Bestattungskultur im Wandel – Wünsche rechtzeitig in der Familie klären

Vor sechs Jahren sorgte der Friedhofspfleger Jens Atmanspacher bei einer Podiumsdiskussion für Aufsehen. Er sprach vom Verfall der Bestattungskultur in Sachsen. Immer mehr Menschen würden hier in anonymen Massengräbern bestattet – denn nichts anderes seien die meisten Gemeinschaftsgräber. In diesem Zusammenhang diskutierte man damals auch über die Aufhebung des Friedhofszwangs. Wie hat sich die Lage in Sachsen seither entwickelt?

Wegzug und Abkehr von der Kirche

Nach Ende des zweiten Weltkrieges veränderte sich die Bestattungskultur in Sachsen beziehungsweise in ganz Ostdeutschland. Der damaligen DDR-Regierung war der Einfluss der Kirche ein Dorn im Auge. Aus ideologischen Gründen sah sich das kommunistische Regime gezwungen, die Religionsgemeinschaften zu verdrängen. Und das gelang ihm auch. Während 1945 noch über 90 Prozent der Ostdeutschen Kirchenmitglieder waren, zählten sich 1989 nur noch 25 Prozent dazu.

Bei den Bestattungen wurde aus verschiedenen Gründen der Trend zur Feuerbestattung unterstützt. Zum einen konnte man auf eine schon aus dem Kaiserreich herrührende Friedhofsreformbewegung zurückgreifen. Andererseits verstärkte die Mangelwirtschaft mit ihren fehlenden Ressourcen diesen Trend. Auch der Grabschmuck sollte sich dem Gleichheitsideal anpassen. Ziel war es, einheitliche Grabanlagen zu schaffen, auf denen es auch nach dem Tod keine Klassenunterschiede gab.

Auch wenn sich die Bestattungskultur unter dem Einfluss des SED-Regimes verändert hat, blieb eines gleich – die Anteilnahme von Familienangehörigen, Freunden und Bekannten im Todesfall. Der starke Zusammenhalt in der Gesellschaft ging über den Tod hinaus und bewies sich auch bei der Trauerfeier.

Nach der Wende änderte sich das. Durch die vermehrte Abwanderung in den Westen lösten sich die engen Familien- und Gemeinschaftsstrukturen auf. Fremde Menschen zogen in die umliegenden Wohnungen ein. Nachbarn kennen sich heute kaum mehr untereinander. Familien waren aufgrund der unterschiedlichen Lebensräume auseinandergerissen. Immer mehr Menschen versterben ohne Angehörige und Freunde in ihrer Nähe. Das ist laut Friedhofspfleger Atmanspacher eine wichtige Ursache für den enormen Anstieg von anonymen Bestattungen. Die Familien haben keine Zeit oder Muße, sich um Grabstätten zu kümmern, die Hunderte von Kilometern weit entfernt liegen. Der Trauerkartenspezialist Meine-Kartenmanufaktur.de fand bei der Auswertung seiner Statistiken heraus, dass von ihren Kunden in Ostdeutschland weniger Einladungen für Trauerfeiern geordert werden als aus Westdeutschland. Natürlich kann daraus nicht der direkte Schluss gezogen werden, dass generell in Sachsen weniger aufwendige Trauerfeiern abgehalten werden. Aber interessant ist der Hinweis dennoch.

________

# [Ihre Aufgaben]
[1] Wie viel Prozent der Ostdeutschen zählten sich laut dem Text über die Bestattungskultur in Sachsen im Jahr 1989 noch zur Kirche?
[2] Entnehmen Sie bitte den folgenden Zeilen jede, in der die Zeichenfolge „black“ vorkommt. Dabei zählt die Groß- und Kleinschreibung.

________

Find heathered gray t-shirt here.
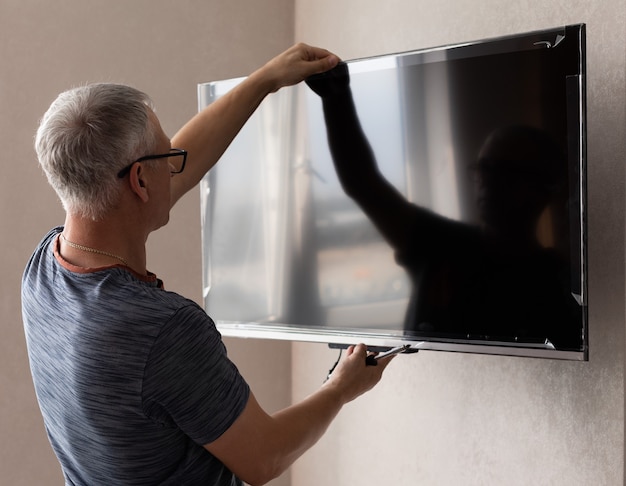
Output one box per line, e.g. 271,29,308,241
22,228,249,486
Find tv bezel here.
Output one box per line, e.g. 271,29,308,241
198,23,589,361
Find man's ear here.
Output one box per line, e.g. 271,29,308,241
128,162,150,202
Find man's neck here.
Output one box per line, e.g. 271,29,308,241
59,214,147,275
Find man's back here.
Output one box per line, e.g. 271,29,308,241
22,229,249,484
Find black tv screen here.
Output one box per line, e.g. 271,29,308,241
199,24,588,360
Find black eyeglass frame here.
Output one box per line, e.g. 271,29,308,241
117,148,187,179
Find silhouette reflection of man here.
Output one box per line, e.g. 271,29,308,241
307,63,582,349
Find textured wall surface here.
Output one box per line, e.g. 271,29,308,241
0,0,294,486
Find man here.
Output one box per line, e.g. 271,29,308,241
22,44,389,485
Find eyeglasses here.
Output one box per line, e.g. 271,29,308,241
117,149,187,179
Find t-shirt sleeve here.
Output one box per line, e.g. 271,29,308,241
143,305,250,445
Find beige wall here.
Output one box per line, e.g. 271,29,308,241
0,0,626,486
293,0,626,486
0,0,294,486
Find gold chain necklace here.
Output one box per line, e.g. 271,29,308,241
61,233,130,267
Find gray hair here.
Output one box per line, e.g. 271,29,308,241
35,83,156,220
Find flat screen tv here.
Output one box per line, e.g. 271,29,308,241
198,24,589,360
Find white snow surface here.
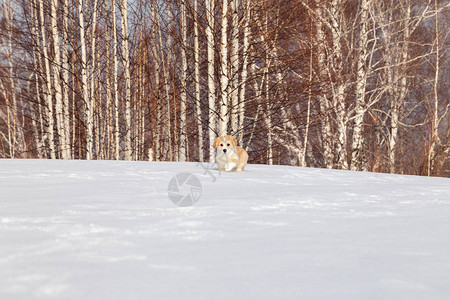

________

# [Ergebnisse]
[1] 25 Prozent.

[2]
Find black tv screen here.
Find black eyeglass frame here.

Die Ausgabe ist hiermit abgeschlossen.